## PASSAGE TO READ

------------------------------

Opinion
No. COA14–83.
2014-07-1
Attorney General Roy Cooper, by Assistant Attorney General Teresa M. Postell, for the State.Mary McCullers Reece for Defendant.
Appeal by Defendant from Judgment entered 4 June 2013 by Judge Mark E. Klass in Davidson County Superior Court. Heard in the Court of Appeals 23 June 2014. Attorney General Roy Cooper, by Assistant Attorney General Teresa M. Postell, for the State. Mary McCullers Reece for Defendant.
STEPHENS, Judge.
Background
On 1 February 2012, Defendant pled guilty to misdemeanor larceny in Guilford County Superior Court. The trial court sentenced Defendant to 120 days imprisonment, but suspended the sentence and placed Defendant on supervised probation for 18 months. The judgment also provided that Defendant's probation could be transferred to Davidson County.
On 12 March 2013, Defendant's probation officer filed a violation report alleging four violations, including an allegation that Defendant violated the condition that she “[c]ommit no criminal offense in any jurisdiction.” The trial court conducted a probation violation hearing on 4 June 2013. Defendant admitted the violations, and the trial court revoked Defendant's probation “for the willful violation of the condition[ ] that [ ]she not commit any criminal offense....” The trial court also modified Defendant's original sentence to 90 days and activated that sentence, giving Defendant credit for 2 days served. On 12 June 2013, Defendant filed a handwritten notice of appeal without the assistance of counsel.
Discussion
As a preliminary matter, we note that Defendant's pro se notice of appeal violates Rule 4 of the North Carolina Rules of Appellate Procedure. In pertinent part, Rule 4 provides that any party entitled to appeal must do so by either (1) “giving oral notice of appeal at trial” or (2) “filing notice of appeal with the clerk of superior court and serving copies thereof upon all adverse parties within fourteen days after entry of the judgment....” N.C.R.App. P. 4(a). In addition, Rule 4 requires that a party designate “the court to which appeal is taken” in its notice of appeal. N.C.R.App. P. 4(b). Defendant's notice of appeal indicates that it was timely filed on 12 June 2013, but there is no evidence such notice was served on the State. In addition, Defendant's notice of appeal fails to designate the court to which appeal is taken.

------------------------------

[Extracted data entries]
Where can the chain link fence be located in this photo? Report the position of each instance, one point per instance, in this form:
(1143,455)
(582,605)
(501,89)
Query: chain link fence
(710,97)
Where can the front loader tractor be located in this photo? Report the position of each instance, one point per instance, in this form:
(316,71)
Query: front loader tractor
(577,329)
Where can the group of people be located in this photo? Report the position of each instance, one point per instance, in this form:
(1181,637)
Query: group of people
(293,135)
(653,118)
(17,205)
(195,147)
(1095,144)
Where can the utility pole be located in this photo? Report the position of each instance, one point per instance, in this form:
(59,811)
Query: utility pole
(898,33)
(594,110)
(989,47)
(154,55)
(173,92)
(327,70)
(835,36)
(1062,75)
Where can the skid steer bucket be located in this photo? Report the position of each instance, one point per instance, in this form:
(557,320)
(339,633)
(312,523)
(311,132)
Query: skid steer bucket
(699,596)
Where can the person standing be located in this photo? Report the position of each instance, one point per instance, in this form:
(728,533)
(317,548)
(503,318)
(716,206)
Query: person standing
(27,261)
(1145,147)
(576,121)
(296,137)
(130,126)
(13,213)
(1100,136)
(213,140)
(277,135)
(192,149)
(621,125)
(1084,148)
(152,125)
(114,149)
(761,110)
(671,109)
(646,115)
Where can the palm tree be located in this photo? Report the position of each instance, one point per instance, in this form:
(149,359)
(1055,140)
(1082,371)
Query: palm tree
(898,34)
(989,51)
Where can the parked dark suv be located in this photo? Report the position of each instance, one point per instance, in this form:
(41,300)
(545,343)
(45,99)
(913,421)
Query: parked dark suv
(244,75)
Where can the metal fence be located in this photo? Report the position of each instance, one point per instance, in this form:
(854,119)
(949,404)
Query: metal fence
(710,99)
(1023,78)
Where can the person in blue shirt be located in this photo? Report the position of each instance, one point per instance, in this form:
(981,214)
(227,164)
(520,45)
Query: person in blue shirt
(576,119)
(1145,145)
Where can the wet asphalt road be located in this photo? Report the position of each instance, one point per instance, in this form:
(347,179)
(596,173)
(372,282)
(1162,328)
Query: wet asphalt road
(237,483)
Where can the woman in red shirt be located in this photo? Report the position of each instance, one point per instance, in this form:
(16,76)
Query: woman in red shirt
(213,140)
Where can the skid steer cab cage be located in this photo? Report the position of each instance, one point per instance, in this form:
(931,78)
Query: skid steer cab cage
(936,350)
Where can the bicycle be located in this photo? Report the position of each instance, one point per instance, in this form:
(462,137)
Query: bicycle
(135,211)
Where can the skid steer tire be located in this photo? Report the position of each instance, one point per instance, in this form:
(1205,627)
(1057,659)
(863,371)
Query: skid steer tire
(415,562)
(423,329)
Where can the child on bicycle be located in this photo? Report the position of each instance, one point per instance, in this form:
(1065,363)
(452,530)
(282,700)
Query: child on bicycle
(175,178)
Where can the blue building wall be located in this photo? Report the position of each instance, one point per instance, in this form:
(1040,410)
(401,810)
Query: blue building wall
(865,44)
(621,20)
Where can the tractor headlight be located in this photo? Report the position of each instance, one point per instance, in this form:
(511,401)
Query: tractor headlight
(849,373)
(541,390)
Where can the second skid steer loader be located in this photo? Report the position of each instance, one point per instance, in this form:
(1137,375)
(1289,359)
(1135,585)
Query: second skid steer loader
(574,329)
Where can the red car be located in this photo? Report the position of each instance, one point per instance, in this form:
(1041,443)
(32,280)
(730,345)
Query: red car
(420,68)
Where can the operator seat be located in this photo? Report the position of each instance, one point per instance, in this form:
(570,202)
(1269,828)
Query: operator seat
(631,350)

------------------------------

## STATED PROBLEM 1
According to the court opinion, how long was the supervised probation originally imposed on Defendant?
## STATED PROBLEM 2
List every person named in the court opinion.
## STATED PROBLEM 3
Output everything in the court opinion from "Appeal by Defendant" down to "State. Mary McCullers Reece for Defendant.".
The entries are not required for any of this work.

## COMPLETE ANSWER 1
18 months.

## COMPLETE ANSWER 2
- Roy Cooper
- Teresa M. Postell
- Mary McCullers Reece
- Mark E. Klass
- Stephens

## COMPLETE ANSWER 3
Appeal by Defendant from Judgment entered 4 June 2013 by Judge Mark E. Klass in Davidson County Superior Court. Heard in the Court of Appeals 23 June 2014. Attorney General Roy Cooper, by Assistant Attorney General Teresa M. Postell, for the State. Mary McCullers Reece for Defendant.